[Start of SOURCE DOCUMENT]

More games on multiple consoles.  In fact, DA1 is on all three.   And DA2 doesn't come out until late January.

One thing I'd like to note - Dark Alliance 1 (and presumably 2) are not at all like the BG games, except the D&D theme (the rules are _very_ loosely adapted in DA1).  They're fun games, but don't read the BG and expect a BG1/BG2/ID experience, because it's not.


----------



## LightPhoenix (Dec 9, 2003)

JRRNeiklot said:
			
		

> Sadly, I can only afford one, what with Xmas coming up and all.
> 
> Anyone else have an opinion?



Doesn't everyone have opinion?  

Well, if money is really tight, I'd recommend the GC only because it's $50 cheaper - that's two used games you can get right there, and still equal the price of the X-Box and PS2 consoles alone.

Another piece of advice I could give is go to www.gamefaqs.com and look up each console to get an idea of the general spread of games on each system, and maybe try and find some that are appealing to you.  I know you said you didn't like RTS and FPS, are there any other genres you do or don't like?  You can check them out on GameFAQs as well.

Finally, I've seen a Colecovision (a friend had one), but I never played it.  I had to settle for Pong and E.T. on the Atari.


----------



## John Crichton (Dec 9, 2003)

[End of SOURCE DOCUMENT]

INSTRUCTION 1
Please render the records as a JSON list of strings, one string per line, with blank lines left out. Begin at the line that has "mark every wall-mounted" and stop at the end of the records.
INSTRUCTION 2
Pick up the forum thread about game consoles where it stops and write the next part.

[Start of SUPPLIED RECORDS]

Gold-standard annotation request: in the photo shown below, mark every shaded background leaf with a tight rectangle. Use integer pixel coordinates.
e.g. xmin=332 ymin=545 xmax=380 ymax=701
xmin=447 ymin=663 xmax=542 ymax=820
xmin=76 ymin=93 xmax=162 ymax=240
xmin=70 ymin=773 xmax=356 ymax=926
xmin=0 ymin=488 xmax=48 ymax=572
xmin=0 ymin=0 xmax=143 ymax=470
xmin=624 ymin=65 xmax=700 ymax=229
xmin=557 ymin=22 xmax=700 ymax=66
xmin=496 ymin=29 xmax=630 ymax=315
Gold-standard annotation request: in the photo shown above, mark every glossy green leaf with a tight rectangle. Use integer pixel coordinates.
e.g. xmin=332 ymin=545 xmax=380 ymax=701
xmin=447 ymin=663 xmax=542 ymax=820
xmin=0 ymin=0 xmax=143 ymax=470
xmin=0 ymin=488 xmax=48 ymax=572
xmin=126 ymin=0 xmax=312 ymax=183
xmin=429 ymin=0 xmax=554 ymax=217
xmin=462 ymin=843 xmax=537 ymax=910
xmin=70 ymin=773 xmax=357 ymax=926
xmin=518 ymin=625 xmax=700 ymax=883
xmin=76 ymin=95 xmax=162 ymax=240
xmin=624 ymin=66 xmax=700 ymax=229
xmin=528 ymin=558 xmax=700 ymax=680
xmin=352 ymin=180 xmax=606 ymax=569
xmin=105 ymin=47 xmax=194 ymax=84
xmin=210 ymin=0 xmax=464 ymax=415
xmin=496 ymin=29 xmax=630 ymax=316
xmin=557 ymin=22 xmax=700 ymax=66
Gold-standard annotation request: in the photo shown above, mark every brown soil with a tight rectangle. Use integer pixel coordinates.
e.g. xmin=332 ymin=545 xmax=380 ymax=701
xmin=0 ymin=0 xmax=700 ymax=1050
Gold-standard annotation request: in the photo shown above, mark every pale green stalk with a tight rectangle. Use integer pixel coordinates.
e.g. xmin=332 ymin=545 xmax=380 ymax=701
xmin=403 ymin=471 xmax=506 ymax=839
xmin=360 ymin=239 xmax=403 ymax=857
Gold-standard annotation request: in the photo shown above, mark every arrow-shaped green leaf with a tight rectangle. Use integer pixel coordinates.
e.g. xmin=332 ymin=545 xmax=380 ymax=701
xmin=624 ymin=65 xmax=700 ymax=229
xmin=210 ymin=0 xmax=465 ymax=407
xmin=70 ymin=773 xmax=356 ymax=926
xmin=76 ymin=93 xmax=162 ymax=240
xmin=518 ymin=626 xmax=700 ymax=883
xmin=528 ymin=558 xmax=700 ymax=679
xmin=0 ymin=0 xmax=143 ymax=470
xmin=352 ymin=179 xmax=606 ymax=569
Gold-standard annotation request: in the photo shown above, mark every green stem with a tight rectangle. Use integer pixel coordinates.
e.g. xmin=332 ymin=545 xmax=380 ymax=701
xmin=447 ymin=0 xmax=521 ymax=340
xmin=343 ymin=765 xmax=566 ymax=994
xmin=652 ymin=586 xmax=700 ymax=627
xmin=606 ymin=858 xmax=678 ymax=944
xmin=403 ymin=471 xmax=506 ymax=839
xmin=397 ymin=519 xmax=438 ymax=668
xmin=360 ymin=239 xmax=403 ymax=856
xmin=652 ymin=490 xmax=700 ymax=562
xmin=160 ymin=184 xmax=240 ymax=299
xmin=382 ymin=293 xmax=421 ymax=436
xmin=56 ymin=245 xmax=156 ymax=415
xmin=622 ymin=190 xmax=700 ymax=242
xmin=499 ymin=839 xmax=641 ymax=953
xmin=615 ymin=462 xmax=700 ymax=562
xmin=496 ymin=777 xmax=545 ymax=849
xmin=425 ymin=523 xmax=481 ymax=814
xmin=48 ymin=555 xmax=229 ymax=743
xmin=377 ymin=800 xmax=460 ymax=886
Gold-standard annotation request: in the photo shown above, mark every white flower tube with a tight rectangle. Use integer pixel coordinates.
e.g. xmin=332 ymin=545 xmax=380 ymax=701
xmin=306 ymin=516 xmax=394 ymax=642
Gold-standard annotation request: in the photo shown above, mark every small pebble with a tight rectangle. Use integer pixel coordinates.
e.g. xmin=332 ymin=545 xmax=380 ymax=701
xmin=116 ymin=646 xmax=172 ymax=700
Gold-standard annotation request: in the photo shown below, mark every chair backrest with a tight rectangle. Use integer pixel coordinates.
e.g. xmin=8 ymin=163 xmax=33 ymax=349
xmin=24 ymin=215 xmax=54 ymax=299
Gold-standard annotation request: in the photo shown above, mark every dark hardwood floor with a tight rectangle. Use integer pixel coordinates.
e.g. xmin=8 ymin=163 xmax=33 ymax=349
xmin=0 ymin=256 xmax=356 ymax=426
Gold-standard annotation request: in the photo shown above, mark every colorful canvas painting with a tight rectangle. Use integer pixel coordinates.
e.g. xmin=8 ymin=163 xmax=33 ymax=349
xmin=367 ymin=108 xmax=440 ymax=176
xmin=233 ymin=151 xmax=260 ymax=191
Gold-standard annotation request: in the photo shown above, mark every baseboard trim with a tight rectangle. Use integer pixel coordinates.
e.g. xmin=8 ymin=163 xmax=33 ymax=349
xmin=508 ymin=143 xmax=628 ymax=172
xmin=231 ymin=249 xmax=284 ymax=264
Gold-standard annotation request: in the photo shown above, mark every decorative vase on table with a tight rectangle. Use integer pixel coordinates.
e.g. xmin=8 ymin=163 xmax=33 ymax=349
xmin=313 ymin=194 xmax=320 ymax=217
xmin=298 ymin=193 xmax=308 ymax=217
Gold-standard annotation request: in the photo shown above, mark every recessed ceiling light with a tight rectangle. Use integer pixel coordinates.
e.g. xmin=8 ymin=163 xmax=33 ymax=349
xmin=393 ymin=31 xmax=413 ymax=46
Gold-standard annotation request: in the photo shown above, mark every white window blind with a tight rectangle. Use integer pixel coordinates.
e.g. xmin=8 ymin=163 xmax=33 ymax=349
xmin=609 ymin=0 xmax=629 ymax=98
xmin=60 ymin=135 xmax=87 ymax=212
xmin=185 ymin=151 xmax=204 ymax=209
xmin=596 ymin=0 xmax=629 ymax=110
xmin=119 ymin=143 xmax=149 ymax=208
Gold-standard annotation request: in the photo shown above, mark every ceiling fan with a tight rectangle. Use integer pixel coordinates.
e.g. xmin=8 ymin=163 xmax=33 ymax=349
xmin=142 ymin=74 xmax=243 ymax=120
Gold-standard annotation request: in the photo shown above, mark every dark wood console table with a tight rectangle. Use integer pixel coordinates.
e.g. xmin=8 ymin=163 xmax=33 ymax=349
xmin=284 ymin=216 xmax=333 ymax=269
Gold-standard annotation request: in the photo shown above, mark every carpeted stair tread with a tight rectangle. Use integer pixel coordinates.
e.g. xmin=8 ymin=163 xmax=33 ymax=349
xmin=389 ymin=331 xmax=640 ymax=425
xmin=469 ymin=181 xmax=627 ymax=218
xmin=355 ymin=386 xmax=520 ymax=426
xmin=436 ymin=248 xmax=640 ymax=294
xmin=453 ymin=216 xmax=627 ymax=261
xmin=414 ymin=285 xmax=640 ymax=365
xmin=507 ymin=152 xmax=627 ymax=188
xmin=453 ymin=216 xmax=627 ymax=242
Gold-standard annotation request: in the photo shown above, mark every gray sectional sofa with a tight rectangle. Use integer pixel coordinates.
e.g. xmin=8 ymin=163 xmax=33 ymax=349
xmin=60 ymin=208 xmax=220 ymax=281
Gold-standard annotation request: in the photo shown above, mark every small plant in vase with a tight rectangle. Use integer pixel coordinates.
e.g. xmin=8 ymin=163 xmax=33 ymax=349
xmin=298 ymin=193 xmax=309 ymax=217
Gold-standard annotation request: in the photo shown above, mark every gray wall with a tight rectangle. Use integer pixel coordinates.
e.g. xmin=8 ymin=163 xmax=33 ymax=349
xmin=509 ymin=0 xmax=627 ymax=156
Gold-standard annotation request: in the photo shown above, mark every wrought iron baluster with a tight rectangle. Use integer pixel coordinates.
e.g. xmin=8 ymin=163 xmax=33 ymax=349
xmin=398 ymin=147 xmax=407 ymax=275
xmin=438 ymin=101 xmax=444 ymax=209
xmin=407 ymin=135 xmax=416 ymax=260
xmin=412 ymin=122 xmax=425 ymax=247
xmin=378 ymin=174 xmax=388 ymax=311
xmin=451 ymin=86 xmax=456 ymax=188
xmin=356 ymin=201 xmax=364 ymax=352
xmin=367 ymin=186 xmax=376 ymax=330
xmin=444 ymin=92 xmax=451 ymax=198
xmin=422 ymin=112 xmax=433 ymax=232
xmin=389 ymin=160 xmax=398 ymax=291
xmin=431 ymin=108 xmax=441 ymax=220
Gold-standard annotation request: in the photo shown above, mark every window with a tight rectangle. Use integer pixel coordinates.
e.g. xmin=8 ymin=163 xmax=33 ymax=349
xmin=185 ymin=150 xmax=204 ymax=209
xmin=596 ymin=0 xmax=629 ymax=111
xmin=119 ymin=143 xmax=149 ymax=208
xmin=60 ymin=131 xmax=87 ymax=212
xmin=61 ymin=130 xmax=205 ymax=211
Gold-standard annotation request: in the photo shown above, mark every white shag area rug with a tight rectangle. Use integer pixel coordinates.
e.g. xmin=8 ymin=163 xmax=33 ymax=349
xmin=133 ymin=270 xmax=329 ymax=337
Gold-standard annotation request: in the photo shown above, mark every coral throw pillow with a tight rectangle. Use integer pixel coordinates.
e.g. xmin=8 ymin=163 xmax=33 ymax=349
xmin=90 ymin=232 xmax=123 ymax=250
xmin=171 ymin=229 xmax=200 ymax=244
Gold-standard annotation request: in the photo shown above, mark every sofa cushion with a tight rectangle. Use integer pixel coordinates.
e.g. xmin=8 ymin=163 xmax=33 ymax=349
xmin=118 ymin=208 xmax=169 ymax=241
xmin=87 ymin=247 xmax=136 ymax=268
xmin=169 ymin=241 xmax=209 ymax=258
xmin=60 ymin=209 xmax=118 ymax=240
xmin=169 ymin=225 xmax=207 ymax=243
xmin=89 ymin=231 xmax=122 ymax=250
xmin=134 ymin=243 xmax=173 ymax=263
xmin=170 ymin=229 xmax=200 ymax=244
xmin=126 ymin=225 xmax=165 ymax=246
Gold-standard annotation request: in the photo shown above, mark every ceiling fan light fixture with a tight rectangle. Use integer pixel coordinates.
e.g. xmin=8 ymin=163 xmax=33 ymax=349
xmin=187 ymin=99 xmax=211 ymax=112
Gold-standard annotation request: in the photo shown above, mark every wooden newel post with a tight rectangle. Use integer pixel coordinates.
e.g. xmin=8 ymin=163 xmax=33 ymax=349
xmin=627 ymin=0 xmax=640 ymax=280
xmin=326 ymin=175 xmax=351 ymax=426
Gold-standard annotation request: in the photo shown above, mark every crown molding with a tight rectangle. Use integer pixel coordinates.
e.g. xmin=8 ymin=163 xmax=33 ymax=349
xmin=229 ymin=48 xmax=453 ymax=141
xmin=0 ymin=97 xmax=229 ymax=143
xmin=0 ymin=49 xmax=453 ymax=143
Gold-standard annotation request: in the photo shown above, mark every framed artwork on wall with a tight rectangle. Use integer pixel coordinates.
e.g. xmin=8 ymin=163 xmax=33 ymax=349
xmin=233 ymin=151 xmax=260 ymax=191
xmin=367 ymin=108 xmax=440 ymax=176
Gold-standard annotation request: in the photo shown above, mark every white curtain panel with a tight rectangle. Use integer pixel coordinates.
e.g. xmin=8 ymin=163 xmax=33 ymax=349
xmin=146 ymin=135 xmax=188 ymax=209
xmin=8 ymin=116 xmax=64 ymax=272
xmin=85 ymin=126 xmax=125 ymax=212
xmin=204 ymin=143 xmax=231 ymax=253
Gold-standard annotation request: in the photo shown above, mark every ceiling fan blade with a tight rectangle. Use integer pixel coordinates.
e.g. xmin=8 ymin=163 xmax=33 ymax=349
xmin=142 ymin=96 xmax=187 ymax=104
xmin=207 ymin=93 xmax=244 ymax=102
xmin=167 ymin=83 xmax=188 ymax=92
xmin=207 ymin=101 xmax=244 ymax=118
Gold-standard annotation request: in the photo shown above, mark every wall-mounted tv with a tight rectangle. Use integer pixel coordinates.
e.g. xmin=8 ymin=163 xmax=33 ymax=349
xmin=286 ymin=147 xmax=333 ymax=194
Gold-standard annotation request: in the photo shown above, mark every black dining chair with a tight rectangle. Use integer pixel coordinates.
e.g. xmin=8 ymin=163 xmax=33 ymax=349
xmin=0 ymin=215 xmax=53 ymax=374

[End of SUPPLIED RECORDS]

EXERCISE ANSWER 1
[
  "Gold-standard annotation request: in the photo shown above, mark every wall-mounted tv with a tight rectangle. Use integer pixel coordinates.",
  "e.g. xmin=8 ymin=163 xmax=33 ymax=349",
  "xmin=286 ymin=147 xmax=333 ymax=194",
  "Gold-standard annotation request: in the photo shown above, mark every black dining chair with a tight rectangle. Use integer pixel coordinates.",
  "e.g. xmin=8 ymin=163 xmax=33 ymax=349",
  "xmin=0 ymin=215 xmax=53 ymax=374"
]

EXERCISE ANSWER 2
JRRNeiklot said:
			
		

> I'm thinking of taking the plunge and buying a console gaming system. Which game system should I buy? I've heard the Gamecube is marketed for the 15 and under crowd. Is this true? The X-box has better specs, but I have not been impressed with the games I have seen for it.
> 
> Here's a few of the games I like on the pc, if it will help.
> 
> ...



Sounds like you dig RPGs.  Look no further than the PS2 which has every genre covered, including the best selection of RPGs out there, not to mention the Final Fantasy series which you may or may not like.

The Xbox will be getting some better exclusive games next year but if I had to live with just one console (I own the major 3) it would have to be the PS2.  The graphics are the least of the three but graphics, as you said, aren't everything.  That and the controller is the most comfortable one out there right now, to me.

The Cube has some really cool games (Zelda, Animal Crossing and Metroid being my faves) but if you can only afford one system, I would go with the PS2 - simply because of the selection and quality of the games.


----------



## Alcareru (Dec 9, 2003)

John Crichton said:
			
		

> Sounds like you dig RPGs.  Look no further than the PS2 which has every genre covered, including the best selection of RPGs out there, not to mention the Final Fantasy series which you may or may not like.
> 
> The Xbox will be getting some better exclusive games next year but if I had to live with just one console (I own the major 3) it would have to be the PS2.  The graphics are the least of the three but graphics, as you said, aren't everything.  That and the controller is the most comfortable one out there right now, to me.
> 
> The Cube has some really cool games (Zelda, Animal Crossing and Metroid being my faves) but if you can only afford one system, I would go with the PS2 - simply because of the selection and quality of the games.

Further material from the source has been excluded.